Instructions for the task » Whatever lies between the line with "Spot the woman's shoulder, then" and the end of the data, both included, must be copied exactly and without pictures.

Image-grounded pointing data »

>>>>>

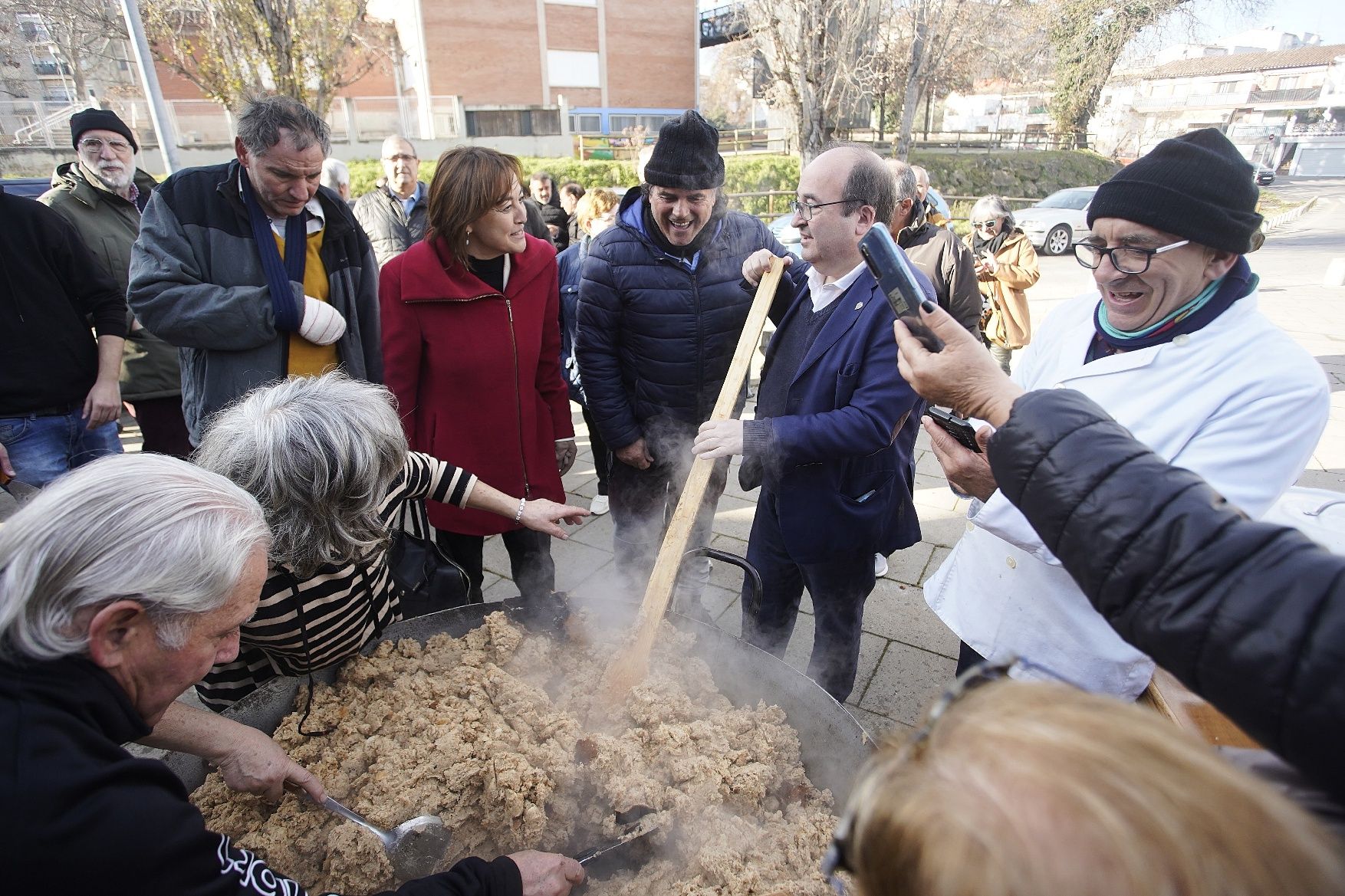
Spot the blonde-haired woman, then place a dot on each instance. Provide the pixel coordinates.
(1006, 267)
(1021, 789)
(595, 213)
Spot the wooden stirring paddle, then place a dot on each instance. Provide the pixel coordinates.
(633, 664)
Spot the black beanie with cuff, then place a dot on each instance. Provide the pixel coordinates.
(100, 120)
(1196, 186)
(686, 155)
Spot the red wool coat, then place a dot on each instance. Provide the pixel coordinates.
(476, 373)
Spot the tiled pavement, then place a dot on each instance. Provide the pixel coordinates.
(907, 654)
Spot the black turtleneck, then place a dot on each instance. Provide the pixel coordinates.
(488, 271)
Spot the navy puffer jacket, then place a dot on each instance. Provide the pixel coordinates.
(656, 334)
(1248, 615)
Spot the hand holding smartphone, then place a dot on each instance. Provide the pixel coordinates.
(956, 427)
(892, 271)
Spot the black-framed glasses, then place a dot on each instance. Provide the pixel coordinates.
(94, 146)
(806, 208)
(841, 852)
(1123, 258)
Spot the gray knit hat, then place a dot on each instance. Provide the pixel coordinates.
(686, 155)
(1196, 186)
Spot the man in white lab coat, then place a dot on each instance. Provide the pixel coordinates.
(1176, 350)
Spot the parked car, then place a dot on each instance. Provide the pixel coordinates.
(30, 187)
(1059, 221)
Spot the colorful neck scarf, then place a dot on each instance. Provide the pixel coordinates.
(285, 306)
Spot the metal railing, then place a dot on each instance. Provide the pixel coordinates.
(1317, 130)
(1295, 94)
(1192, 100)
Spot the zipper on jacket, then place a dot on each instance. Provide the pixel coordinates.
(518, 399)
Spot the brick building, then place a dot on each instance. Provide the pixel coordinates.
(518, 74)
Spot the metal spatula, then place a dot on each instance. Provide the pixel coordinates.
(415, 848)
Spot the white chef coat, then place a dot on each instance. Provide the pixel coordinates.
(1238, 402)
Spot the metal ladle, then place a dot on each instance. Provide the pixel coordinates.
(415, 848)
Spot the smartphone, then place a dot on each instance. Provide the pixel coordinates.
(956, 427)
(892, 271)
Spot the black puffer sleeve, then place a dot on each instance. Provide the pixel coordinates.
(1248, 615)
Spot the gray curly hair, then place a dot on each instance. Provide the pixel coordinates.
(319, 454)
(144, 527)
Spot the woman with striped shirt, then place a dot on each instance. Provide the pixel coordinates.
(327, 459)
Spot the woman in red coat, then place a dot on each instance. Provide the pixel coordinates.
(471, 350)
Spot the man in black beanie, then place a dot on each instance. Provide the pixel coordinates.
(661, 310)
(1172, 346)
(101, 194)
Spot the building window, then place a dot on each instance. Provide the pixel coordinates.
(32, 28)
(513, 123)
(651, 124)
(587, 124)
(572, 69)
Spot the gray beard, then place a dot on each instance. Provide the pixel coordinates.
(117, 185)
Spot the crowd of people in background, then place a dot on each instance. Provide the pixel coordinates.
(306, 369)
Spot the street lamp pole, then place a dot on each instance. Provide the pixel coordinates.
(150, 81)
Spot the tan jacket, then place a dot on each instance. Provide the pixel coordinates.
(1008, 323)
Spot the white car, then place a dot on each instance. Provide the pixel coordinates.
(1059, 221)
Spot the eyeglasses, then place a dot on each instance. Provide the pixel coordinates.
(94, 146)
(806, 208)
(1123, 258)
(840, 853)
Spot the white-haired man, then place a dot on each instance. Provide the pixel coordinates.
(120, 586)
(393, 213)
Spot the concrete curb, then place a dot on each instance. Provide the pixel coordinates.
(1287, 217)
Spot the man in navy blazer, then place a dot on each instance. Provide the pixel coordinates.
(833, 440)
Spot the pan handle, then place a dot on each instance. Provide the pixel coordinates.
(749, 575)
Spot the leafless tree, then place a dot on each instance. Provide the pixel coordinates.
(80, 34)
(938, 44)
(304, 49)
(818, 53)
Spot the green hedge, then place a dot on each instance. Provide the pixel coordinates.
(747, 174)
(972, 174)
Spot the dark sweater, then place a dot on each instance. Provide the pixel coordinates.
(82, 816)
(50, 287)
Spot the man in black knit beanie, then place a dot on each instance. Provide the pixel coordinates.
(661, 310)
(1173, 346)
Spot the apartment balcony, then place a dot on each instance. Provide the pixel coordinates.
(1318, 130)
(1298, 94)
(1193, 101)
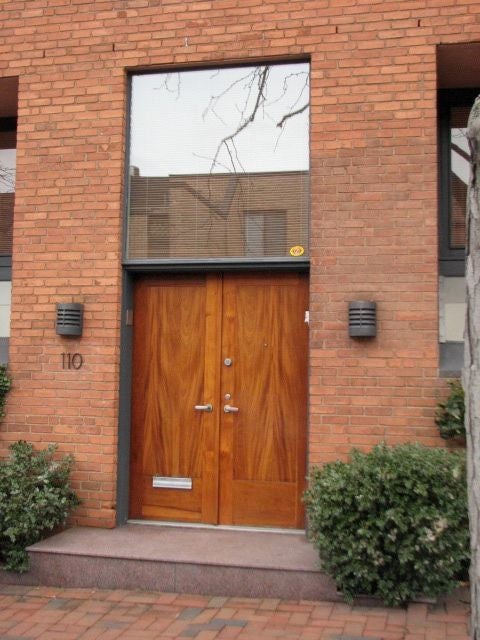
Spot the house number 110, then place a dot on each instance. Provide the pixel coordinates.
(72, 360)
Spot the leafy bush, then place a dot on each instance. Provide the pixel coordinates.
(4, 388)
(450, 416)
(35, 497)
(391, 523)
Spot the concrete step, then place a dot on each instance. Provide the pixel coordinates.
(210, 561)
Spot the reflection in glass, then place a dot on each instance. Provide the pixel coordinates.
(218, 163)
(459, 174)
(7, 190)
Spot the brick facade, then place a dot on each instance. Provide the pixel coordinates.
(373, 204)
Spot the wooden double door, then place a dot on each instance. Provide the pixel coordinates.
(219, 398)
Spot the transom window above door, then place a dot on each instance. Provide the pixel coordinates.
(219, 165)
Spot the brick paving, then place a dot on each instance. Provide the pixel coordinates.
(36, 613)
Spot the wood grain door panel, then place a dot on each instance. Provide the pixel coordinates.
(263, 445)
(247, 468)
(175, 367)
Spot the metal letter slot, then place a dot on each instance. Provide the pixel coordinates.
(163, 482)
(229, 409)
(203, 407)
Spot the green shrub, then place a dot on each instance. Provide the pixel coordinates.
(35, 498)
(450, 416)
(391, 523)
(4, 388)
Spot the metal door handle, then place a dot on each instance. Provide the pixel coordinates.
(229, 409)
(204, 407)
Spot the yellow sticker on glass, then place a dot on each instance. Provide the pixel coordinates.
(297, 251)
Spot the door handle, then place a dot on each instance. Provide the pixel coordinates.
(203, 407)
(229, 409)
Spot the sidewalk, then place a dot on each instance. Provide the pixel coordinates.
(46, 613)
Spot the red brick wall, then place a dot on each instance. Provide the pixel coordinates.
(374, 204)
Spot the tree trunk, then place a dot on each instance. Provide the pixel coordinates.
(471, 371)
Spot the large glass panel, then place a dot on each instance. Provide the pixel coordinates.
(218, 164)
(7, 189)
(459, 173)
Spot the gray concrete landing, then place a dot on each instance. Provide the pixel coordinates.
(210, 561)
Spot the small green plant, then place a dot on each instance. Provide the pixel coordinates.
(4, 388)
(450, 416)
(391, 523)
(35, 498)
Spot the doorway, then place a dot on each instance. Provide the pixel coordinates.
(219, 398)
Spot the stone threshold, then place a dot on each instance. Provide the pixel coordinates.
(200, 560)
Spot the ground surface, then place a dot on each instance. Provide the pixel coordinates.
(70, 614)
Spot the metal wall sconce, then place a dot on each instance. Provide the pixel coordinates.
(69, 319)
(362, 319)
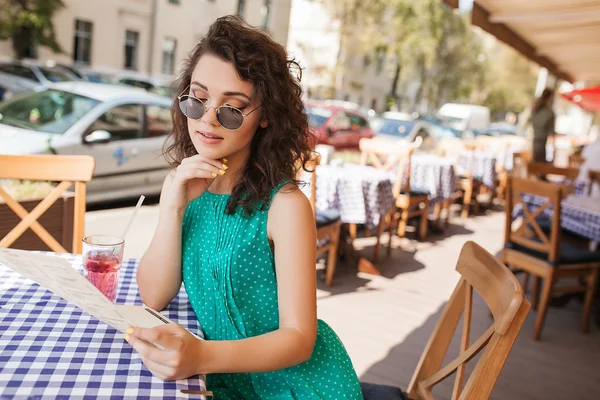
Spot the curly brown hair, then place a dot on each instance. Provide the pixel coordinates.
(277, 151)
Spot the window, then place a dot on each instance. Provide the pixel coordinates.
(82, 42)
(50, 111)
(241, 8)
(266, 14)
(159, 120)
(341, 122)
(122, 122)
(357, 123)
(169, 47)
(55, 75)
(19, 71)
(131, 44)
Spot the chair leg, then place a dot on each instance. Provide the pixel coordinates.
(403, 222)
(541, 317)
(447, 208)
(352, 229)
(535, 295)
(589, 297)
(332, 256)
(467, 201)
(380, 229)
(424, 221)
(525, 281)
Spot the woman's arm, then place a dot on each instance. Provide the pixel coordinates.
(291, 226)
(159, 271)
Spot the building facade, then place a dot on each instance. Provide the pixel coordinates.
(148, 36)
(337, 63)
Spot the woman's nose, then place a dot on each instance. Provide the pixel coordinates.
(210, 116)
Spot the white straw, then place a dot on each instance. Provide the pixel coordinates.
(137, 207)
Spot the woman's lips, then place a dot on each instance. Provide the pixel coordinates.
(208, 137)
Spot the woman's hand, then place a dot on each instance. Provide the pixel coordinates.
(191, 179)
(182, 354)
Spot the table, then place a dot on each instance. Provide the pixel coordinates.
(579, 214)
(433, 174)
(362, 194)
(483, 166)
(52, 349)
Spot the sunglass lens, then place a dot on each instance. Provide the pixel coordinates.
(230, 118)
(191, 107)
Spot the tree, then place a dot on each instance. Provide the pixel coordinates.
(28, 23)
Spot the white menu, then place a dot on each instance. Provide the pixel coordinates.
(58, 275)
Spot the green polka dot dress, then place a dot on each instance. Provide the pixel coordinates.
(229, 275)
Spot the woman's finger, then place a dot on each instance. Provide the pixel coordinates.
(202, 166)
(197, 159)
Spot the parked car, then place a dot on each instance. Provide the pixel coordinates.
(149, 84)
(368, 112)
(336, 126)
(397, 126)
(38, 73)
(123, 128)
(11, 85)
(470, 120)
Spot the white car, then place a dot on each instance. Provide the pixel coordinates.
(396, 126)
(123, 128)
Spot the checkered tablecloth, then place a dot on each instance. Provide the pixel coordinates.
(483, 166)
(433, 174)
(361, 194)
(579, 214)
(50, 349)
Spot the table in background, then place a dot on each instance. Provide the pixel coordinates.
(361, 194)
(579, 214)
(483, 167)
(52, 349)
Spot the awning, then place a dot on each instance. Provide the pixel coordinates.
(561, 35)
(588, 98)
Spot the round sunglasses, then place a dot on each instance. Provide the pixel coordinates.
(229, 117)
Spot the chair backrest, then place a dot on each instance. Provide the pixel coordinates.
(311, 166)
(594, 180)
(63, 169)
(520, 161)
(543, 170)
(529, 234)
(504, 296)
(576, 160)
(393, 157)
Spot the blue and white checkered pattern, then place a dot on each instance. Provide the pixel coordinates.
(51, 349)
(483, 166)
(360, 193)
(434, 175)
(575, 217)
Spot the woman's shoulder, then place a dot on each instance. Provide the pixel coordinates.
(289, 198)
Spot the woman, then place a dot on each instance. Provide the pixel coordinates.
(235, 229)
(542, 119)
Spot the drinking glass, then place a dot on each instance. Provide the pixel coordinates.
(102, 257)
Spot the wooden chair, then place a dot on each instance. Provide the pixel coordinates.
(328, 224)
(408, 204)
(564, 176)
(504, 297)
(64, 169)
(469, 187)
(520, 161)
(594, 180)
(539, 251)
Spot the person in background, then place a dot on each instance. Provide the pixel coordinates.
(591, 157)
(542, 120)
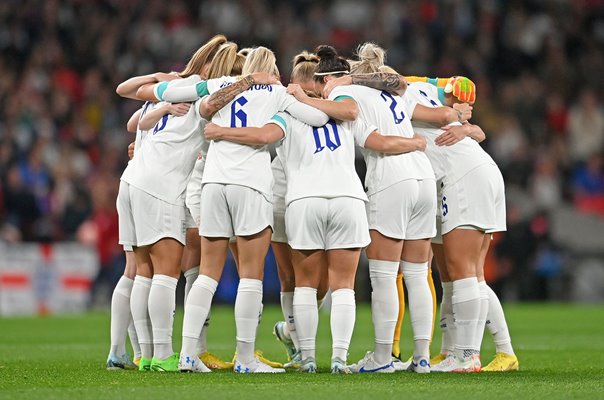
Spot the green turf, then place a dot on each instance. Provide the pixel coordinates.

<<<<<

Answer area »
Spot the woman's shoulder, then place a dot on each instance. Provide the pixel coordinates.
(289, 198)
Spot the woman, then place a dot on each instance. Provide the pixel coordinates.
(235, 229)
(542, 119)
Spot the drinking glass, then place a dot on each instance. Provide the pixel coordinates.
(102, 257)
Spot the wooden chair, then place a dot on each instance. Provide the pixel coordinates.
(328, 224)
(408, 204)
(564, 176)
(504, 297)
(64, 169)
(469, 187)
(520, 161)
(594, 180)
(539, 251)
Spot the person in background, then place a dot on each instance. Provide the pixel coordinates.
(591, 157)
(542, 120)
Spot the green turf, then place a dot on each instance. Provide the pixel coordinates.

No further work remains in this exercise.